* Start *

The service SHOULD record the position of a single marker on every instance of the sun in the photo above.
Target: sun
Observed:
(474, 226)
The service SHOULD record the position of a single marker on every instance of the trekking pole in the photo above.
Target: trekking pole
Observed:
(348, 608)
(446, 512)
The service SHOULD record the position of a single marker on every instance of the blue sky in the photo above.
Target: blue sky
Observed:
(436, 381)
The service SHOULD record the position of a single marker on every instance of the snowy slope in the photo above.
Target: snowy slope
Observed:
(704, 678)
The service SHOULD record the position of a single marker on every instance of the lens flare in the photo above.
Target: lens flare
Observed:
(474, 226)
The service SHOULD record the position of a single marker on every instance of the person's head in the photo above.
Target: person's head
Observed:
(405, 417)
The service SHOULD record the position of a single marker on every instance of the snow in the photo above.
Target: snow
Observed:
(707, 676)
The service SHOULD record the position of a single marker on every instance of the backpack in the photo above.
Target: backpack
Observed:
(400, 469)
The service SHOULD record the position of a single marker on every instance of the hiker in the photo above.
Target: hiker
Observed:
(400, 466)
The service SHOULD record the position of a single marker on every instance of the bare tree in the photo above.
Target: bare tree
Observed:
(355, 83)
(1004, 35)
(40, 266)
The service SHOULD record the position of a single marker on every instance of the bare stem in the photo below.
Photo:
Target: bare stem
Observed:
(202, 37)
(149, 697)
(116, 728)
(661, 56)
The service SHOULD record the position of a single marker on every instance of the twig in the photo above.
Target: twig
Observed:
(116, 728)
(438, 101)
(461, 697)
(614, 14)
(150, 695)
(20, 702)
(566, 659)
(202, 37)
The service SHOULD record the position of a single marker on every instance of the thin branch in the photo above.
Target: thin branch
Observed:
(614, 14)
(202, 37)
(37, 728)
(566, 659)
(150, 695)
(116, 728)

* End *

Aim of the task: Repeat all of the lines above word for word, changing nothing.

Task answer:
The service SHOULD record the position of a single marker on every instance of the sun in the photo above.
Target: sun
Observed:
(474, 226)
The service SHOULD record the position of a single marker on every instance of the trekking pole in the photo above.
Target: trekking pole
Observed:
(348, 608)
(446, 512)
The service SHOULD record the position of a single marker on every instance of the blue sky in the photo above.
Target: blue sky
Observed:
(436, 381)
The service SHOULD record the position of a single marker on every instance of the snowy slope in the photo above.
Target: snowy slope
Observed:
(704, 678)
The service SHOULD record the position of a single marker on every instance of the lens flare in the photo above.
Target: lens flare
Observed:
(474, 226)
The service SHOULD record the position of a single marker on every instance of the person's head in the photo above.
Target: person's head
Observed:
(405, 417)
The service SHOULD record the position of a single marker on every instance of the snow in the photo above.
Target: snow
Observed:
(707, 676)
The service SHOULD record the position of a single marker on every instance of the backpack in the photo above.
Target: backpack
Observed:
(400, 469)
The service SHOULD record the position of a single marker on every instance of the hiker in the photo above.
Target: hiker
Observed:
(400, 466)
The service SHOULD record the position of a single marker on every instance of the bare tree in the photo above.
Target: bare tree
Observed:
(355, 83)
(1004, 35)
(40, 266)
The service SHOULD record the position of a single marker on every instance of the bare stem in the photo below.
Photo:
Target: bare stem
Observed:
(202, 37)
(149, 697)
(116, 728)
(661, 56)
The service SHOULD record the position of a single marker on every instance of the twig in the photo above.
Target: twig
Observed:
(116, 728)
(438, 101)
(461, 697)
(614, 14)
(150, 695)
(20, 702)
(566, 659)
(202, 37)
The service SHOULD record the position of a single marker on every instance of the thin branch in the photo above.
Target: thin branch
Observed:
(614, 14)
(202, 37)
(37, 728)
(566, 659)
(150, 695)
(116, 728)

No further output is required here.